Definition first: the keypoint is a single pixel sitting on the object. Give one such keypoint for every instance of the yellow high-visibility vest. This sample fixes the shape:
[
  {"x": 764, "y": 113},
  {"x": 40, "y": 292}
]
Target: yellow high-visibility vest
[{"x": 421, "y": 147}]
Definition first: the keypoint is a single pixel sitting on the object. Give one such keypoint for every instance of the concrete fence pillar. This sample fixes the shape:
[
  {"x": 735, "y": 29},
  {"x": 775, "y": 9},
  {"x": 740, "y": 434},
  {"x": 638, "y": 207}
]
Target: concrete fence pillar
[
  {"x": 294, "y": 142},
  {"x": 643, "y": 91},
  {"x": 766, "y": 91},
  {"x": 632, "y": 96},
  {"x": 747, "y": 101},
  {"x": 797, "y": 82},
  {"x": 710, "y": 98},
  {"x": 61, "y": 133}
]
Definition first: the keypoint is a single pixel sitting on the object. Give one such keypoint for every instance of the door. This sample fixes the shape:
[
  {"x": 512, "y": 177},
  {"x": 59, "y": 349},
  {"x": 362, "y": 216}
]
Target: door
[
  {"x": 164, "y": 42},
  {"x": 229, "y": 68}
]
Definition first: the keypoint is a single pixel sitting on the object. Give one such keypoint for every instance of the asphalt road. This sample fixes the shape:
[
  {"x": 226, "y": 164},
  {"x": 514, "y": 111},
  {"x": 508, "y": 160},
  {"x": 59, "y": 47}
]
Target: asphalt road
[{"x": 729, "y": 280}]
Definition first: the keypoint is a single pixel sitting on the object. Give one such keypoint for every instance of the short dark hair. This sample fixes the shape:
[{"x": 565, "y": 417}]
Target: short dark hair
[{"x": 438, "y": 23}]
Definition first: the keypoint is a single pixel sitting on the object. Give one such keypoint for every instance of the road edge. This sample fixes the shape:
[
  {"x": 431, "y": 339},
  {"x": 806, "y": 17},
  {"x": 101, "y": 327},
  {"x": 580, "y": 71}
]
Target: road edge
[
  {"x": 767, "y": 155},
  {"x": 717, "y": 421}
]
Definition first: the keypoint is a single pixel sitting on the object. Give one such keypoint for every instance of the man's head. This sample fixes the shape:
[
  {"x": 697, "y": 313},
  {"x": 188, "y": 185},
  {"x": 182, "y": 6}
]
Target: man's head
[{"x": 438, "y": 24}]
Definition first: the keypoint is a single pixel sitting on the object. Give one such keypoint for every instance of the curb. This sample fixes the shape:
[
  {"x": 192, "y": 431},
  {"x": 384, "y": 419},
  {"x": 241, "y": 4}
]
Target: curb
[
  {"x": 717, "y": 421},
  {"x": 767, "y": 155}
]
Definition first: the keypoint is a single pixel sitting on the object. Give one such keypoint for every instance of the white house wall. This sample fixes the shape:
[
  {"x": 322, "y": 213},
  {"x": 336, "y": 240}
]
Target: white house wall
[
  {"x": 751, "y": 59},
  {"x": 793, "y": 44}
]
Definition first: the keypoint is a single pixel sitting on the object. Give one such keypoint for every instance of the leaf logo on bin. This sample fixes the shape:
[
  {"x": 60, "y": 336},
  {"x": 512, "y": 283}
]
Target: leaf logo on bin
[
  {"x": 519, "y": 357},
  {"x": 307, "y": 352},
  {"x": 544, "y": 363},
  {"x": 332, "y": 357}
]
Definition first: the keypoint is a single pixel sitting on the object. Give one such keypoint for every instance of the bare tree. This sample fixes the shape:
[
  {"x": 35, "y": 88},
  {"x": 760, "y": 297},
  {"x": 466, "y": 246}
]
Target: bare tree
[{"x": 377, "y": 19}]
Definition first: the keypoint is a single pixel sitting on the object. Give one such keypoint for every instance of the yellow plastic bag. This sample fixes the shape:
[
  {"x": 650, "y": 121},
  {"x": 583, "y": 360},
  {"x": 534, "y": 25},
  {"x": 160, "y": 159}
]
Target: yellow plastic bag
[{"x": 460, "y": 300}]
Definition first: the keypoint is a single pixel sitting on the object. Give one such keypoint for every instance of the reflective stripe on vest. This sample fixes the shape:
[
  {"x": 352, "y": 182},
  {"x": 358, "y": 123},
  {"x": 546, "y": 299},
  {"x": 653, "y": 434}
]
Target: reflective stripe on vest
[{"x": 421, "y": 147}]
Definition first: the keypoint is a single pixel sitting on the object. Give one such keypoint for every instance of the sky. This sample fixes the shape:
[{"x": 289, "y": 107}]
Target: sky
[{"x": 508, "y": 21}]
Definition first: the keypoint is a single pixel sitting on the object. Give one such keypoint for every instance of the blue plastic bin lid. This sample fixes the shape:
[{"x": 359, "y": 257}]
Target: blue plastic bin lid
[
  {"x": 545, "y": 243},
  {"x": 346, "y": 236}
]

(REQUIRED TASK) Set down only these lines, exactly: the line containing "the yellow plastic" and each line after it, through the end of the listing.

(ANSWER TO THE PROBLEM)
Definition first: the keypoint is a single pixel sitting on the object. Give one such keypoint for every instance of the yellow plastic bag. This sample fixes the shape:
[
  {"x": 650, "y": 121},
  {"x": 583, "y": 360},
  {"x": 534, "y": 25},
  {"x": 160, "y": 159}
]
Target: yellow plastic bag
[{"x": 460, "y": 300}]
Definition first: the keypoint is a single pixel sitting on the object. Give one such keypoint for every instance of the reflective stripe on vest. This sample fixes the shape:
[
  {"x": 352, "y": 182},
  {"x": 358, "y": 123},
  {"x": 546, "y": 299},
  {"x": 653, "y": 434}
]
Target: reflective stripe on vest
[{"x": 421, "y": 147}]
Definition first: the keypoint is a single pixel sitting on the object. Give one such keypoint for every instance of the sky. This sample fixes the shape:
[{"x": 289, "y": 107}]
Target: sky
[{"x": 508, "y": 21}]
Definition first: the keypoint is a single pixel sitting on the object. Give one such keypoint for every instance of the blue plastic bin lid. This sample fixes the shape:
[{"x": 359, "y": 257}]
Target: blue plastic bin lid
[
  {"x": 545, "y": 243},
  {"x": 346, "y": 236}
]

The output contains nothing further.